**GIVEN RECORDS:**
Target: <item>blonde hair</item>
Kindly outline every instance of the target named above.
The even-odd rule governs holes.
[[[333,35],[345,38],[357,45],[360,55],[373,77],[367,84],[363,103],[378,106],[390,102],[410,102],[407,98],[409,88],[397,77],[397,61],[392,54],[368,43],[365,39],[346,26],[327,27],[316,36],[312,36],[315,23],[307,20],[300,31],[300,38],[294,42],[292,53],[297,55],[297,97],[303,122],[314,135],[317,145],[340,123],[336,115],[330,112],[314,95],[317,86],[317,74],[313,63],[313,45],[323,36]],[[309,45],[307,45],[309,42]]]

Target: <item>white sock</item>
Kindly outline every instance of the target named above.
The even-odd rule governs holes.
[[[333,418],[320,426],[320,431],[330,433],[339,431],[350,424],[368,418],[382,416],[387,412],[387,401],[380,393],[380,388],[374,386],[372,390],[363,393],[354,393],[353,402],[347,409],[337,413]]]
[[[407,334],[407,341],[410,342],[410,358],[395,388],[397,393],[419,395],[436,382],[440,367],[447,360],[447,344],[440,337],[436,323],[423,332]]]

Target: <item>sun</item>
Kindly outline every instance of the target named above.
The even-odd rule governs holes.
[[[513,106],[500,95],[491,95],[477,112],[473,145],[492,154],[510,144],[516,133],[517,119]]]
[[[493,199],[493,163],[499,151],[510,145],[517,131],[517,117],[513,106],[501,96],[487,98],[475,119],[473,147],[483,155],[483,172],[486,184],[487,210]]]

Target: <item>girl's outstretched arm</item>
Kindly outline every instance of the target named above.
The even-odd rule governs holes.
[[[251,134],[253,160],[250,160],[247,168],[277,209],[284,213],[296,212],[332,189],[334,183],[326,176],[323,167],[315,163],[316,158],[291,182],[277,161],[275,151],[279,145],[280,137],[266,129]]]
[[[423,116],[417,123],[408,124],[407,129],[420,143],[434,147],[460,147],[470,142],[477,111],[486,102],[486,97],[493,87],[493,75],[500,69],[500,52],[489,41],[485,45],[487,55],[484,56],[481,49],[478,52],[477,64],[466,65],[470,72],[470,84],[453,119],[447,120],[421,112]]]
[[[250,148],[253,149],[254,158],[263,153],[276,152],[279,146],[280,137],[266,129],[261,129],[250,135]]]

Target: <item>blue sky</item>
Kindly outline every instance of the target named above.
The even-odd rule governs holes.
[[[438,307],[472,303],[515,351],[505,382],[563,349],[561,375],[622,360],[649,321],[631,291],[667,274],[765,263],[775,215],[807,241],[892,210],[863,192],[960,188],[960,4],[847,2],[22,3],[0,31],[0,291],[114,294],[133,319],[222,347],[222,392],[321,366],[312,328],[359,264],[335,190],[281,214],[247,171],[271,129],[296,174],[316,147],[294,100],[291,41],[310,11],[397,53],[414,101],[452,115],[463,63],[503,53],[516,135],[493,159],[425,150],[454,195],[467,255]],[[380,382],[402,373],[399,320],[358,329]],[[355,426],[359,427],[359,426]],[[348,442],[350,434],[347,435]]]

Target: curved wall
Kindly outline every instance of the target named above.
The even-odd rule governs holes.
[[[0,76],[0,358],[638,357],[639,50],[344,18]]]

**WORK ITEM:** Your answer should be the full set of records, printed exactly.

**TASK OUTPUT:**
Target: <item>blonde hair</item>
Kindly outline every instance of the target named above.
The even-odd rule governs holes.
[[[333,35],[345,38],[357,45],[360,55],[373,77],[367,84],[363,103],[378,106],[390,102],[410,102],[407,98],[409,88],[397,77],[397,61],[392,54],[368,43],[365,39],[346,26],[327,27],[316,36],[312,36],[315,23],[307,20],[300,31],[300,38],[294,42],[292,53],[297,55],[297,97],[303,122],[314,135],[317,145],[340,123],[336,115],[330,112],[314,95],[317,86],[317,74],[313,63],[313,45],[323,36]],[[309,45],[307,45],[309,42]]]

Target: <item>white sock</item>
Kindly outline every instance of the target named above.
The even-odd rule governs holes.
[[[333,418],[320,426],[320,431],[330,433],[339,431],[350,424],[368,418],[382,416],[387,412],[387,401],[380,393],[380,388],[374,386],[372,390],[363,393],[354,393],[353,402],[347,409],[337,413]]]
[[[407,334],[407,341],[410,342],[410,358],[395,388],[397,393],[419,395],[436,382],[440,367],[447,360],[447,344],[440,337],[436,323],[423,332]]]

Target: <item>sun</item>
Kindly outline every instance of the target named above.
The even-odd rule governs holes.
[[[513,106],[500,95],[491,95],[477,112],[473,145],[492,154],[510,144],[516,133],[517,119]]]
[[[493,199],[493,163],[499,151],[510,145],[517,131],[517,117],[513,106],[501,96],[487,98],[475,119],[473,147],[483,155],[483,172],[486,184],[487,210]]]

Target: <item>girl's outstretched arm</item>
Kindly outline every instance of the target named above.
The even-odd rule governs holes.
[[[251,134],[253,160],[250,160],[247,168],[277,209],[284,213],[296,212],[332,189],[334,183],[326,176],[323,167],[315,163],[316,158],[291,182],[277,161],[275,151],[279,145],[280,137],[266,129]]]
[[[423,116],[417,123],[408,124],[407,129],[420,143],[434,147],[460,147],[470,142],[477,111],[486,102],[486,97],[493,87],[493,75],[500,69],[500,52],[489,41],[485,45],[487,55],[484,56],[481,49],[478,52],[477,64],[466,65],[470,72],[470,84],[453,119],[447,120],[421,112]]]
[[[250,148],[253,149],[254,158],[263,153],[276,152],[279,146],[280,137],[266,129],[261,129],[250,135]]]

Target: <item>blue sky</item>
Kindly outline every instance of the target named above.
The even-odd rule governs holes.
[[[438,307],[472,303],[515,351],[505,382],[563,349],[561,375],[622,360],[649,321],[631,291],[667,274],[765,263],[775,215],[807,241],[892,210],[863,192],[960,188],[960,4],[847,2],[22,3],[0,31],[0,291],[114,294],[133,319],[222,347],[222,392],[321,366],[312,328],[359,264],[335,190],[281,214],[247,171],[271,129],[296,174],[316,147],[294,100],[291,41],[310,11],[397,53],[414,101],[452,115],[463,63],[503,53],[516,135],[493,159],[425,150],[454,195],[467,255]],[[380,382],[402,373],[399,320],[358,329]],[[355,426],[359,427],[359,426]],[[348,442],[350,434],[347,435]]]

Target: curved wall
Kindly outline every instance of the target named above.
The even-odd rule governs holes.
[[[0,76],[0,358],[638,357],[639,50],[344,18]]]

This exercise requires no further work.